• **Stored dataset items**
'''
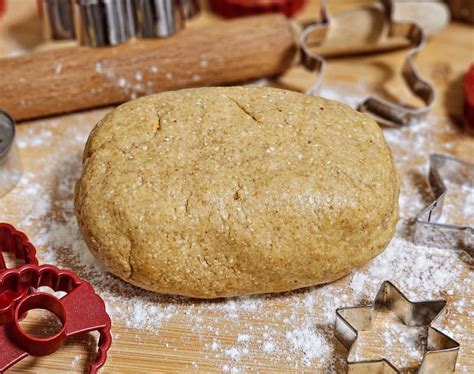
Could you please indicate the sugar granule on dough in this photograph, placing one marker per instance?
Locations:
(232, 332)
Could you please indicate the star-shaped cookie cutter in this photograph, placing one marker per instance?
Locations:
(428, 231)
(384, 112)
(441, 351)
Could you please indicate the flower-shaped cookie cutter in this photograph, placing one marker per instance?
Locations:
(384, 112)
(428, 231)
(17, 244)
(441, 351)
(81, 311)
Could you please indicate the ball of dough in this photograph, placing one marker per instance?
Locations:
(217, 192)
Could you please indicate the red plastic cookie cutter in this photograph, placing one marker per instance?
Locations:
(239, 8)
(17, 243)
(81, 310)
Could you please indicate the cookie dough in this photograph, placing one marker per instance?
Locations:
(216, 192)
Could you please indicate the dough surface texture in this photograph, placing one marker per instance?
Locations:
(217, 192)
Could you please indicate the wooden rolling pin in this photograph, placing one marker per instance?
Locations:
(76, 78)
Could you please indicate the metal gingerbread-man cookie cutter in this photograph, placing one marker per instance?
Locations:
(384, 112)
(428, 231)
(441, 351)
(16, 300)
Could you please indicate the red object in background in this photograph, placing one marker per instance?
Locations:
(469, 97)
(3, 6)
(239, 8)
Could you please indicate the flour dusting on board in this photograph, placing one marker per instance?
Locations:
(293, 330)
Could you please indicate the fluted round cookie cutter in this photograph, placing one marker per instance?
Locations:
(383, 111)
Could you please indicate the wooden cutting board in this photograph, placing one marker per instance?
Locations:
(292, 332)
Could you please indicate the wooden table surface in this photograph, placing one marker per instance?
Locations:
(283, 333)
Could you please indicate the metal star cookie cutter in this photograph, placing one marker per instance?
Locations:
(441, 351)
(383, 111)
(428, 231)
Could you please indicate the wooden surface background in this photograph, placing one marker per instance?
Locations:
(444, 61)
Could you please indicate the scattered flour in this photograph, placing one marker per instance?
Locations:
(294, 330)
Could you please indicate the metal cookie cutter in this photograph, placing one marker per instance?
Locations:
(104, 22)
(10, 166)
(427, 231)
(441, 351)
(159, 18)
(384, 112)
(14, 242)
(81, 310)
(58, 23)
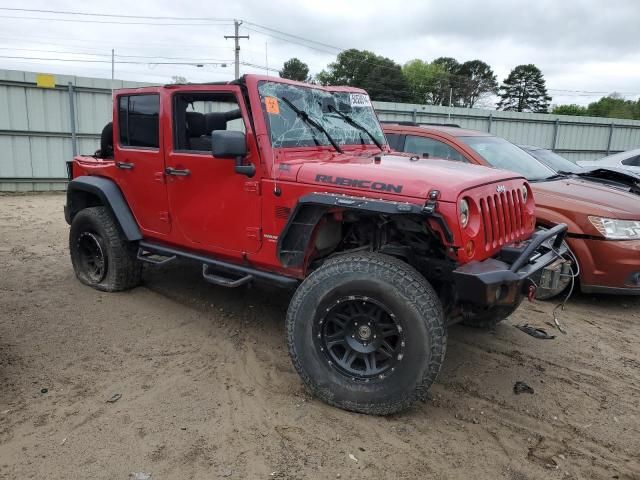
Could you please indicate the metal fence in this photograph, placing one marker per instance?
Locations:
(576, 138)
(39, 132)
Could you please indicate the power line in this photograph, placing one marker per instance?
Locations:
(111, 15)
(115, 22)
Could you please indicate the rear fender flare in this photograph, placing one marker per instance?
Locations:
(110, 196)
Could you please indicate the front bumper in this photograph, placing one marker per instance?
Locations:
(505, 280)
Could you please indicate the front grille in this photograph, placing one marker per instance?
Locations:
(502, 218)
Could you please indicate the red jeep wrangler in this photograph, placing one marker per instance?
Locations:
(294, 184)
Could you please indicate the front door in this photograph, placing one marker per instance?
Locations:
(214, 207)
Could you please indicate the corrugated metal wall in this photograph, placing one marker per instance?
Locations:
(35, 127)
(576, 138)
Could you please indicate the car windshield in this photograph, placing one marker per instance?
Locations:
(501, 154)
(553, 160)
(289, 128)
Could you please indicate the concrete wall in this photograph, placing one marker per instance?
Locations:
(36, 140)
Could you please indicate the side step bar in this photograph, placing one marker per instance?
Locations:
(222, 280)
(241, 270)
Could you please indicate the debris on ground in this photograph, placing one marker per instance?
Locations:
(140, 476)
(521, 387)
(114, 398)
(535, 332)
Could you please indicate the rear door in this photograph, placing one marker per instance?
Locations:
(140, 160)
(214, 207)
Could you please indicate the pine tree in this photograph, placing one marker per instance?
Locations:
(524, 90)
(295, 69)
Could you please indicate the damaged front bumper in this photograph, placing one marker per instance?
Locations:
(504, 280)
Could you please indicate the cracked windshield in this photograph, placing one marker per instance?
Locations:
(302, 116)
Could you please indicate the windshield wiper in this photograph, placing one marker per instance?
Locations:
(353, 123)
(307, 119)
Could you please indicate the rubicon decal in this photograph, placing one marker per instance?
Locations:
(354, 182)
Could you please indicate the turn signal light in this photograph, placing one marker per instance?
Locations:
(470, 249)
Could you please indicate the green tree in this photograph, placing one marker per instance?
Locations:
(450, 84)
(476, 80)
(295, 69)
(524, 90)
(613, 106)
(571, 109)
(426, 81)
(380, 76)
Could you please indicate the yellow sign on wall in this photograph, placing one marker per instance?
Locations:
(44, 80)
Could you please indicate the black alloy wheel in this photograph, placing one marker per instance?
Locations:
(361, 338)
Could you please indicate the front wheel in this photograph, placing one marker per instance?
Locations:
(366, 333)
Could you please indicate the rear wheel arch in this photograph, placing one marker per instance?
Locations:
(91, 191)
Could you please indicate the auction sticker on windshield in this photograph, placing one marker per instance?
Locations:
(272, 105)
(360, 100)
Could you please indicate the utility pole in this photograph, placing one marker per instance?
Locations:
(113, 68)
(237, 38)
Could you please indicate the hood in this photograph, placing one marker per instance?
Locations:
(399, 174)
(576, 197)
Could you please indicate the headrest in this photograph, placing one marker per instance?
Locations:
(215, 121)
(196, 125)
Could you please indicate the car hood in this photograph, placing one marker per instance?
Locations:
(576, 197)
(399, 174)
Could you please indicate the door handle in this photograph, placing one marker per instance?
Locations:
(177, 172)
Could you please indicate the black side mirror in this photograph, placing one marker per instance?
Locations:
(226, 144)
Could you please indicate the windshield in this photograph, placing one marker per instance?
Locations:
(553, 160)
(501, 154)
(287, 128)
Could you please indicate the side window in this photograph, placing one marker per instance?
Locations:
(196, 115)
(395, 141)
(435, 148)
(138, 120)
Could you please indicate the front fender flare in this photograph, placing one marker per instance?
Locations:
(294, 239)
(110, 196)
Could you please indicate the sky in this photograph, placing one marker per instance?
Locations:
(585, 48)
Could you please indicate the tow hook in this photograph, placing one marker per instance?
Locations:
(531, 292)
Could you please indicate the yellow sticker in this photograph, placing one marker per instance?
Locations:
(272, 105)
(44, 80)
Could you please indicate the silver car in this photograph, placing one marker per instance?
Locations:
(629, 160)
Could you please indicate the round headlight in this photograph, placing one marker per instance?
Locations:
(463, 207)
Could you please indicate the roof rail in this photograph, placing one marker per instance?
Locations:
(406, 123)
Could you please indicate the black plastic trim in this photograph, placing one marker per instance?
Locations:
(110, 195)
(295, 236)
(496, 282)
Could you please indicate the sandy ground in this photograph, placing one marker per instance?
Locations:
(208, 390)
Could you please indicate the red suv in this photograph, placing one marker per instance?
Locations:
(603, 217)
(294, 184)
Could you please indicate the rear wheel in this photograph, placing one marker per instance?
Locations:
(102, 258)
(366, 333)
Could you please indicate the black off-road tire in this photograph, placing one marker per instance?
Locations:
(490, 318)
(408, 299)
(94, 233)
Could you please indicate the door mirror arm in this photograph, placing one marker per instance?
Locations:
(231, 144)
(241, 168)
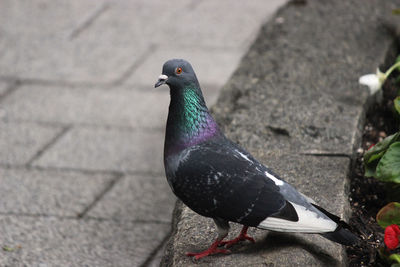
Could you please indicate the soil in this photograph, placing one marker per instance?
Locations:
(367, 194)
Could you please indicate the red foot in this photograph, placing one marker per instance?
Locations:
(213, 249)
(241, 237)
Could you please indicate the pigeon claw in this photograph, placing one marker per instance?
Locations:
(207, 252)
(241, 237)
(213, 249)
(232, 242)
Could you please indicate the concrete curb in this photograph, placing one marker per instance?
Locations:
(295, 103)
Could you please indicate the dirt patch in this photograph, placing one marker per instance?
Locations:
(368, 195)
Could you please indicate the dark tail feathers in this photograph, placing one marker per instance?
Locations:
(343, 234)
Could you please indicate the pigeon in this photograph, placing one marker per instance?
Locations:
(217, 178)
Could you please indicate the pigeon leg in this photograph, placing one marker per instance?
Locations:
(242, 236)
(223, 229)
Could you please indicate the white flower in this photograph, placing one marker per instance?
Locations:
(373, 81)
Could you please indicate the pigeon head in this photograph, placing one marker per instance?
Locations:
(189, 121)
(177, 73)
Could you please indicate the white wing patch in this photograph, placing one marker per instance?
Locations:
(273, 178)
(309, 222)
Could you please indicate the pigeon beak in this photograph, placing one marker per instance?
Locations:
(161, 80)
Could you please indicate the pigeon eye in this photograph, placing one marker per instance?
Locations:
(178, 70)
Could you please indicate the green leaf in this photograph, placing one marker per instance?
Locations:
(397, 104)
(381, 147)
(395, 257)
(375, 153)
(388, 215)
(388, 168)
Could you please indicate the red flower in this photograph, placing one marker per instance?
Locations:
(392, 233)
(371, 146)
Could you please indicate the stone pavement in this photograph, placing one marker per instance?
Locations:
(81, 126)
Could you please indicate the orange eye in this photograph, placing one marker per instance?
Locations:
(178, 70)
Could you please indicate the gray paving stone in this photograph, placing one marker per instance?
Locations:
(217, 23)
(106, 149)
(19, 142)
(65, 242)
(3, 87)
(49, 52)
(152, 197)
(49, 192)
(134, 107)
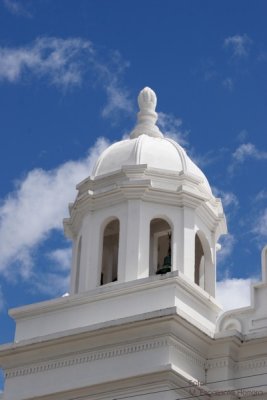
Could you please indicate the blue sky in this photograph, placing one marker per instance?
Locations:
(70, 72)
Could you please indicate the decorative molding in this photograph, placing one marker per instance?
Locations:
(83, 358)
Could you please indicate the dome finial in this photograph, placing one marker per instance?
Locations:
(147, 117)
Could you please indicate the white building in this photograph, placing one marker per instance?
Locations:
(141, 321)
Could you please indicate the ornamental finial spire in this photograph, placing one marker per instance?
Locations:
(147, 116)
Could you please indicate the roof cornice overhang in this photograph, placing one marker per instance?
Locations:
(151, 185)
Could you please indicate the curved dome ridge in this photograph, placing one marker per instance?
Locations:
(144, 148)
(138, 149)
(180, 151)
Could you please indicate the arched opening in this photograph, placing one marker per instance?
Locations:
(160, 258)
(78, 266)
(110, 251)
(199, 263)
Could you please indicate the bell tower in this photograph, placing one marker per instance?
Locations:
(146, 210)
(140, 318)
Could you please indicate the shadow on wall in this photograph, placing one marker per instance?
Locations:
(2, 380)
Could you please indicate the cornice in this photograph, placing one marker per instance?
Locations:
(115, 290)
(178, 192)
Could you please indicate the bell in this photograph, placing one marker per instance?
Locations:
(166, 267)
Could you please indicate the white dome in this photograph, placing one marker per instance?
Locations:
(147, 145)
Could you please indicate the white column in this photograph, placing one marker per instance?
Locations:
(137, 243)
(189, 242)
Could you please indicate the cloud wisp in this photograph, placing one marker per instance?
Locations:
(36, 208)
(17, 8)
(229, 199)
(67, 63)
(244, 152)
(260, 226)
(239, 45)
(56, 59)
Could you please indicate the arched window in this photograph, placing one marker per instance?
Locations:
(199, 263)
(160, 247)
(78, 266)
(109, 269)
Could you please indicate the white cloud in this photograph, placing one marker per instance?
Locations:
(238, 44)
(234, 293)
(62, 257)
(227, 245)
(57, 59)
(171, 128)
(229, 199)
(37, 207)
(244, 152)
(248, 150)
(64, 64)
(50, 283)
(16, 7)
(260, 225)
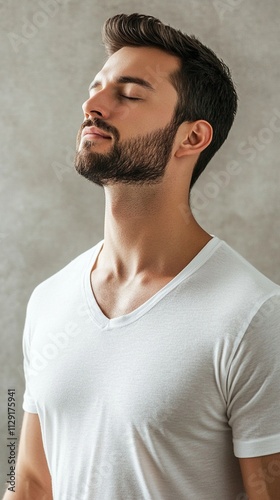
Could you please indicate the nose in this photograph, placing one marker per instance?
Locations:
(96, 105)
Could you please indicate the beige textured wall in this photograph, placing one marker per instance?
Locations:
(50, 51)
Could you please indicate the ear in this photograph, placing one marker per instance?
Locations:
'''
• **INSTRUCTIONS FOR THE TASK**
Among the lines above, show every one that contains the string "metal".

• **WRITTEN SOLUTION**
Could you please indicate the metal gingerbread-man cookie cutter in this photograph, placing one marker per instance?
Could you please indicate the metal star cookie cutter in this photograph, placing one marker per instance?
Could you please indicate the metal cookie cutter in this photograph, placing one marker per instance?
Could you please indicate the metal fence in this photograph, placing one marker per instance?
Could you please indicate the corrugated metal wall in this photograph, placing one marker per instance?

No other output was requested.